> [Text passage]:
---

An apology straight from my gut

the-garden-of-earthly-delights-1515-8 detail

This was going to be a brief post, because it’s really just meant to be an apology.  As I’ve said before, I intend to write at least one post—preferably one of some substance, if not necessarily any great depth—every week for this, the second and more free-form of my blogs.  However, as I’ve already revealed on my main, eponymous blog*, I had a very nasty GI bug earlier this week that took the metaphorical wind out of my sails…as well as taking quite a bit more out of me in a rather literal sense.  I’ll spare you the details, though I’m sure you can imagine them with a fair amount of accuracy if you’re so inclined.  I’ll simply say that I didn’t have the energy to spare from my struggles to accomplish my daily work to think clearly enough to compose an involved blog post.

This is most distressing because I’ve only recently recommitted myself to writing at least something on this blog every week, for my sake, if for no one else’s benefit.  It seemed unseemly for me simply to seem to let that plan come apart at the seams without saying anything.  At worst, potential followers might decide that it wasn’t worth checking up on this blog on a regular basis, and though I can’t claim yet to have earned a loyal readership, I do want to earn such loyalty and such readers.

Actually, there’s an exaggeration in that last sentence.  “At worst” my failure to write a blog might lead to the destruction of the cosmos and the consignment of all conscious creatures to eternal, maximal torment…Sam Harris’s “the worst possible misery for everyone”.  That seems vanishingly unlikely, though, so I hopefully can be excused for considering—from my perspective—the worst likely outcome as the “worst” outcome.

Probably I’m the only person here who really cares about such pedantry, but I do care about it.  One of the reasons mathematics is so fruitful and so powerful is that it is truly pedantic, absolutely rigorous, and logically defined.  But everything in mathematics can be translated into ordinary language—this must be so, contrary to the statements of some mathematicians and physicists, or else no one would ever be able to be taught how to use it—and ordinary language can, therefore, be used to convey thoughts and ideas with precision and clarity that lend themselves to true logical induction, deduction, abduction, and so on.  And yet, because we use language so loosely and imprecisely—and, of course, because unlike the formalism of mathematics, most languages weren’t invented but merely happened—we arrive at many misunderstandings that contribute to the problems of the world.  I won’t say that perfect communication would obviate all conflicts that exist, but it would help to avoid a great many unnecessary ones, perhaps sparing us more time and energy to deal with issues of greater depth.

Language is crystallized thought.  The sloppy use of language, especially when one really is trying to make a point, is not merely indicative of sloppy thought; the habit of sloppy language can engender sloppy thought.

---

> [Dataset extract]:
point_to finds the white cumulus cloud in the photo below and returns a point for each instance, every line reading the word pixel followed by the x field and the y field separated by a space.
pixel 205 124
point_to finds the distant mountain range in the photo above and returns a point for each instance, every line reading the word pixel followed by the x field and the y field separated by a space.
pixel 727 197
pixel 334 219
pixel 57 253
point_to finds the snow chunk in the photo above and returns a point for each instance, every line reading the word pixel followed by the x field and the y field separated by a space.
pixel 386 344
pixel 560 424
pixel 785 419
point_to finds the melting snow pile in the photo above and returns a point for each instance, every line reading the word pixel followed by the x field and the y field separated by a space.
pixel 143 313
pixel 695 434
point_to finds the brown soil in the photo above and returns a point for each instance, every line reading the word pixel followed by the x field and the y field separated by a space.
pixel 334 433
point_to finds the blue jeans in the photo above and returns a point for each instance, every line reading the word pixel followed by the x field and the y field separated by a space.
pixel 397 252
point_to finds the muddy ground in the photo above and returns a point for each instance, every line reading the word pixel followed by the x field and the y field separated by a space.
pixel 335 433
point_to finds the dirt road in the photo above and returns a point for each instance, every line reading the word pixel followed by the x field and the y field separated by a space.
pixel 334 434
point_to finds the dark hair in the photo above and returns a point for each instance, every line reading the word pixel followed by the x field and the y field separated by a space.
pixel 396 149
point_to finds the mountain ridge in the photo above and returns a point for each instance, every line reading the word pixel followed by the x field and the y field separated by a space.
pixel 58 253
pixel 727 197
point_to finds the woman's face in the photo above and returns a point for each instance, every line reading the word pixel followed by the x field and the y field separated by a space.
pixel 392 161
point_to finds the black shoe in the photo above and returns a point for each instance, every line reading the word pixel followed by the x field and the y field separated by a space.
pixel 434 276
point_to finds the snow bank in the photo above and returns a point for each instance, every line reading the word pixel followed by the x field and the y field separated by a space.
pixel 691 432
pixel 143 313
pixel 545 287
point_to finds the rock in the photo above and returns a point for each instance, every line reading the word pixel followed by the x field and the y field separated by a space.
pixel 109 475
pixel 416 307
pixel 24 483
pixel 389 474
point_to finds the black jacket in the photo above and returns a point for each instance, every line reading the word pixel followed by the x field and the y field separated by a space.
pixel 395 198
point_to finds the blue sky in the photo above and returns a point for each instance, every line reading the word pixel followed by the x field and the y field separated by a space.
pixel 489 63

---

> [Written instruction A]: In the apology post, what does the writer call language?
> [Written instruction B]: From the apology post, set down verbatim the part that opens with the words containing "the-garden-of-earthly-delights-1515-8 detail" and closes with "involved blog post.".
> [Written instruction C]: Resume the apology post about the missed weekly entry, picking up right after its final sentence.

> [Expected answer A]: Crystallized thought.

> [Expected answer B]:
the-garden-of-earthly-delights-1515-8 detail

This was going to be a brief post, because it’s really just meant to be an apology.  As I’ve said before, I intend to write at least one post—preferably one of some substance, if not necessarily any great depth—every week for this, the second and more free-form of my blogs.  However, as I’ve already revealed on my main, eponymous blog*, I had a very nasty GI bug earlier this week that took the metaphorical wind out of my sails…as well as taking quite a bit more out of me in a rather literal sense.  I’ll spare you the details, though I’m sure you can imagine them with a fair amount of accuracy if you’re so inclined.  I’ll simply say that I didn’t have the energy to spare from my struggles to accomplish my daily work to think clearly enough to compose an involved blog post.

> [Expected answer C]:
It’s rather analogous to deciding that you don’t need to use your turn signal every time you turn because sometimes it’s obvious that you’re turning, and sometimes there’s no one else around.  Such slacking tends to become habitual.  People lose their conditioned habits of care—if they had such habits in the first place—and on some occasions, it really matters whether or not a person uses his or her turn signal.  Statistics make it almost inescapably true that this dereliction sometimes leads to property damage, injury, and premature death.

It’s a similar notion to something almost anyone who’s ever been trained in gun safety has been told: Treat every gun as if it is loaded, even if you just personally unloaded it and ensured that it was empty­, so that you’ll never accidentally to treat a loaded gun as if it were not loaded.  Also, never point a gun at anything you wouldn’t be willing to shoot, for similar reasons.

Language may not be quite so immediately perilous as a gun or an automobile, but its power is far greater, and we should treat it with respect…even those of us who can’t help but play with it at times.  We should try to keep the flaws in our personal thought crystals to a minimum, or at least to keep them only where their presence adds to the overall beauty of the structure.

I’m probably stretching that metaphor a bit.

Well, this has been quite a peculiar apology, and I ended up saying more than I expected, but hopefully next week I’ll produce something a little less meandering.  In the meantime, thank you, my readers, for your patience.  And do be careful what you eat.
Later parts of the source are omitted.